(Beginning of DATA UNDER STUDY)

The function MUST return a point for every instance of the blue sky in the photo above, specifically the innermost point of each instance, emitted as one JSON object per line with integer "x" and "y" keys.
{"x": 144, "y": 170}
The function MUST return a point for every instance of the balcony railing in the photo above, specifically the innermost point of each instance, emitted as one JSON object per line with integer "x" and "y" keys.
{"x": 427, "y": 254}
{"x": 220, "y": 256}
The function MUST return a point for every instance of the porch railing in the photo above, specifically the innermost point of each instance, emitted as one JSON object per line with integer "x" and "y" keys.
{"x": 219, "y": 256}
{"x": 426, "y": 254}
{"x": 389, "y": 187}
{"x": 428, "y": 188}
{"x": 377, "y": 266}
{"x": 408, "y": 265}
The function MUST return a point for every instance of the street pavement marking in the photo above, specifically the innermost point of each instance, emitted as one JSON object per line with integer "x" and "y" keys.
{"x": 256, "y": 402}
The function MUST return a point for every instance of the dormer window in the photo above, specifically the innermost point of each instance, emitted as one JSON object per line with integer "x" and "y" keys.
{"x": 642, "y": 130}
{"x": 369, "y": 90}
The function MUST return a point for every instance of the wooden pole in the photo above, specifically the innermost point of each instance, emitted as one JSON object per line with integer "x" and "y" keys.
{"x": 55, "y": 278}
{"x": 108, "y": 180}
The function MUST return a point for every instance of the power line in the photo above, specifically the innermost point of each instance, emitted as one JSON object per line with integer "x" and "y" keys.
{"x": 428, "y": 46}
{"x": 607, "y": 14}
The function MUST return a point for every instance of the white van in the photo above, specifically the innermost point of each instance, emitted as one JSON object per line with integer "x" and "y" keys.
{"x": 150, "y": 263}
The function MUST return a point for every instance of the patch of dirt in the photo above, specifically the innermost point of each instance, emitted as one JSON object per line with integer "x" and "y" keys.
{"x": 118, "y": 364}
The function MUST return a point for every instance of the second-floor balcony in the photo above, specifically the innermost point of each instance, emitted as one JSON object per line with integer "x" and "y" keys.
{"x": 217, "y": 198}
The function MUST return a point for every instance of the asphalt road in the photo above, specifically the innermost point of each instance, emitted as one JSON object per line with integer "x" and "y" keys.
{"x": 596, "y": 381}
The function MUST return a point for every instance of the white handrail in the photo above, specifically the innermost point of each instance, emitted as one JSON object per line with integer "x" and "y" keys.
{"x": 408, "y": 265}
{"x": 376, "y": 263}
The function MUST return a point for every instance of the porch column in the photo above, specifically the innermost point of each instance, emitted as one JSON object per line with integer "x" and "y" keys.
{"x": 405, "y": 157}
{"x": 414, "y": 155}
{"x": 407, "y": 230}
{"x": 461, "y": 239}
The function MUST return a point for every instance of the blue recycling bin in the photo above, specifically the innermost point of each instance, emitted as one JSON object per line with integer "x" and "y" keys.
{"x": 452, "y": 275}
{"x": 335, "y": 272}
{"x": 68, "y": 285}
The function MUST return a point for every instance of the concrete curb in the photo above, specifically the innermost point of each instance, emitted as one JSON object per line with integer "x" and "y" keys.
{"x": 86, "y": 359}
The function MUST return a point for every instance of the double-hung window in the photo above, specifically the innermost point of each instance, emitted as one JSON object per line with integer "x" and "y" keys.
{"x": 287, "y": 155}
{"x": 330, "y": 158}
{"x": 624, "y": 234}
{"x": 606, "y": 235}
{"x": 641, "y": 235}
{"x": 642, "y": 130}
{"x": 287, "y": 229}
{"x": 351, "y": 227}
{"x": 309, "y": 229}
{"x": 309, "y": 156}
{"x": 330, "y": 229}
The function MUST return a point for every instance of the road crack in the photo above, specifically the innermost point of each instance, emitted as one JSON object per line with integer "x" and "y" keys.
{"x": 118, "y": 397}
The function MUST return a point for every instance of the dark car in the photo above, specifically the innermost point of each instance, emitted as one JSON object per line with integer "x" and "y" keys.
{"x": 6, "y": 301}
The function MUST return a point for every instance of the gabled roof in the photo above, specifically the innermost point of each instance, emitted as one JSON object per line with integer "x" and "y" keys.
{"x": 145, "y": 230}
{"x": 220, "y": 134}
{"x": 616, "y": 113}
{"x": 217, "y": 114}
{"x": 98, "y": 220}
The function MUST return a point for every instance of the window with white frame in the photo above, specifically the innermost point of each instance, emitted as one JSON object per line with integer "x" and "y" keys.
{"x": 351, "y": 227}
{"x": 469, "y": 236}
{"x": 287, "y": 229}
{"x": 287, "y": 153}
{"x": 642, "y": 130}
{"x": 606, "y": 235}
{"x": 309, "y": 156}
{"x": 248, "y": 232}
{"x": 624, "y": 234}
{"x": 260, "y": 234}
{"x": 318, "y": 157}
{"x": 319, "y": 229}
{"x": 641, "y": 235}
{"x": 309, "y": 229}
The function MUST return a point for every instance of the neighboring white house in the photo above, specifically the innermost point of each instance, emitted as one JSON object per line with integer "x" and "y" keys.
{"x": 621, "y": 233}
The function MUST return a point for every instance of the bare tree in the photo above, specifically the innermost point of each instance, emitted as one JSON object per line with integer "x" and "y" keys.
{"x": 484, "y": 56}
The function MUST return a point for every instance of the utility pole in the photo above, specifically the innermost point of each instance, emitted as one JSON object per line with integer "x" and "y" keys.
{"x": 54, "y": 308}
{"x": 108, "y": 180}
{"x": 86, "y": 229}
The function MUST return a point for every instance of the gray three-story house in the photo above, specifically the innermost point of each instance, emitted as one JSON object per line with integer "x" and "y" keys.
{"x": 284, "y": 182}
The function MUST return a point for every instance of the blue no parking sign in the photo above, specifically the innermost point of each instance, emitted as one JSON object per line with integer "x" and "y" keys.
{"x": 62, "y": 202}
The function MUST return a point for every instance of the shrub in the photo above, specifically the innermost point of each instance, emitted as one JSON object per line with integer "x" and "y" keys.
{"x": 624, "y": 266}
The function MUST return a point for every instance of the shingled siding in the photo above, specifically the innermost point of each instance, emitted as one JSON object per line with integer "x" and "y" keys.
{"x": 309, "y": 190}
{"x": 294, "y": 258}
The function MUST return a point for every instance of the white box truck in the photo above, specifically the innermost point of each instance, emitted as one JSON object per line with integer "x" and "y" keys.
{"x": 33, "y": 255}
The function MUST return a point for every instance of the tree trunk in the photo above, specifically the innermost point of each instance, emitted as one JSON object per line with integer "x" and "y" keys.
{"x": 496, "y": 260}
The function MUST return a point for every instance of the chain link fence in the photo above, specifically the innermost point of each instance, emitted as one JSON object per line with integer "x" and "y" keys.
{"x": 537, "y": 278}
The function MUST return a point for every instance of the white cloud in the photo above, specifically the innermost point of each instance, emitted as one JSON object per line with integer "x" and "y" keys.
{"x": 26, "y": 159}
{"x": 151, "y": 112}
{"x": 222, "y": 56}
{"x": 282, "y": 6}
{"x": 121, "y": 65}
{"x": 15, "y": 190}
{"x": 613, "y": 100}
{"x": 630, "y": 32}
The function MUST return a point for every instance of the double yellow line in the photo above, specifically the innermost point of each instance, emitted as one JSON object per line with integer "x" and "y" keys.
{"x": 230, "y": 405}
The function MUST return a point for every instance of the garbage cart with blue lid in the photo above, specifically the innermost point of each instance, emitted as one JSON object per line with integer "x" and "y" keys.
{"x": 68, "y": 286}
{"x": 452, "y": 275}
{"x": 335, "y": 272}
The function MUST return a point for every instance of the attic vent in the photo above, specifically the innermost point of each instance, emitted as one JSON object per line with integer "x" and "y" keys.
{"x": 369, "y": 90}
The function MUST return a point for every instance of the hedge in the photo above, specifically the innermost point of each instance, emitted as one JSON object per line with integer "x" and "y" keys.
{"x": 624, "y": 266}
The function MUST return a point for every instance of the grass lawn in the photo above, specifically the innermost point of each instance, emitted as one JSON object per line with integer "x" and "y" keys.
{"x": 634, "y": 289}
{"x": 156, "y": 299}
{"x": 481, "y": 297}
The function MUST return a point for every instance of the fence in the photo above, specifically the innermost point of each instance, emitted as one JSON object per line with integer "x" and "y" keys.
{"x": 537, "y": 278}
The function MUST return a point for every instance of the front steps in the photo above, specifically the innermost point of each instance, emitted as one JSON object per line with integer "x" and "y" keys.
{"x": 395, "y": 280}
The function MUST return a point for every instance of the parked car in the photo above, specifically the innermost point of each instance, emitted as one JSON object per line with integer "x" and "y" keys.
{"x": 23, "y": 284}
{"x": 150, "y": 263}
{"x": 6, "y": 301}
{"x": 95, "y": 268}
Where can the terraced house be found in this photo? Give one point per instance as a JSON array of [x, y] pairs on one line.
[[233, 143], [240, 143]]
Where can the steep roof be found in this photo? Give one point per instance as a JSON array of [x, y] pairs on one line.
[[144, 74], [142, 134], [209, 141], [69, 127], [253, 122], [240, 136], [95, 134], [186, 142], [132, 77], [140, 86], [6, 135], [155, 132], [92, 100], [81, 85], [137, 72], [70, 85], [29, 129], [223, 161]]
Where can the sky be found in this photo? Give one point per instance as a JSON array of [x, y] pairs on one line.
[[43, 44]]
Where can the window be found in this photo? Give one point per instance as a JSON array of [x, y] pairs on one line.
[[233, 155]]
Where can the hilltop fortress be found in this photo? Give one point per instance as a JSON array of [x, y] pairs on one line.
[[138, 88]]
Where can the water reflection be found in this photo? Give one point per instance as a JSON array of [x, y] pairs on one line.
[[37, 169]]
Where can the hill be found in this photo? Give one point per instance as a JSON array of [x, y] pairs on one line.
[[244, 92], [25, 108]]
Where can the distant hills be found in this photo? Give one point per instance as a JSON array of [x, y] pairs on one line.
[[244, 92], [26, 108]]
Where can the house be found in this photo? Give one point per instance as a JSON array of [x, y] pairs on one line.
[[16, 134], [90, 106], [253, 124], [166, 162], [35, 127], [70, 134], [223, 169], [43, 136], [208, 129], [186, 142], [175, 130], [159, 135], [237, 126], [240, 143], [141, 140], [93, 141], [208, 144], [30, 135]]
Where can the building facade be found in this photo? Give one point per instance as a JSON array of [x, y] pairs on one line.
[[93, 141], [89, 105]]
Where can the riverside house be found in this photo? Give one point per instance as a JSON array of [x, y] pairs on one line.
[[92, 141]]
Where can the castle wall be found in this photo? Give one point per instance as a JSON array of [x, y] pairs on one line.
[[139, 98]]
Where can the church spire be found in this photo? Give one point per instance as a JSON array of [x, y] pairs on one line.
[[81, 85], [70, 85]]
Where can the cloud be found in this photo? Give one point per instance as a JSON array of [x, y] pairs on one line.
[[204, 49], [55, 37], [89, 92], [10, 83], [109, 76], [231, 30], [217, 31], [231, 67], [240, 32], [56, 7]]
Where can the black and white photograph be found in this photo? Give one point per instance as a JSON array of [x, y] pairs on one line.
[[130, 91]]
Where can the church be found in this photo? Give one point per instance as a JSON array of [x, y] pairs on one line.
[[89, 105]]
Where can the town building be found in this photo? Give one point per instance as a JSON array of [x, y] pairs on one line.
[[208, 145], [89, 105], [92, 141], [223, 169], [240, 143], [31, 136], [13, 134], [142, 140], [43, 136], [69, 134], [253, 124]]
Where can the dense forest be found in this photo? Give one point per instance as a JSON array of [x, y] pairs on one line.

(End of DATA UNDER STUDY)

# [WHAT YOU HAVE TO DO]
Give back exactly the lines from the line holding "Where can the riverside" through the last line of the listing, including both.

# [EXERCISE OUTPUT]
Where can the riverside house be found in this photo? Give one point per instance as a JSON array of [x, y] pairs on one line.
[[92, 141]]
Where can the castle wall be found in this photo? Give one point per instance as a JSON array of [x, y] pairs on one line.
[[139, 98]]
Where can the church spire be found in this photo? Give one point per instance as a JSON array of [x, y] pairs on one line.
[[81, 85], [70, 85]]
Where can the cloud be found in this photo? Give one point per instance as a JSON array of [x, y] pairs on one line.
[[204, 49], [55, 37], [89, 92], [10, 83], [109, 76], [231, 30], [217, 31], [231, 67], [240, 32], [56, 7]]
Where can the black and white photograph be found in this photo? Give one point per instance as a JSON array of [x, y] pairs on one line.
[[130, 91]]
Where can the church be found in this photo? Give one point per instance as a JSON array of [x, y] pairs on one line.
[[89, 105]]
Where can the town building be found in this photo? Give one point per instance as a JSON array of [x, y] pairs on one line.
[[208, 145], [89, 105], [92, 141], [223, 169], [240, 143], [31, 136], [13, 134], [142, 140], [43, 136], [69, 134], [253, 124]]
Where can the dense forest be found in this photo? Give one point per instance as a JSON array of [x, y] pairs on one line.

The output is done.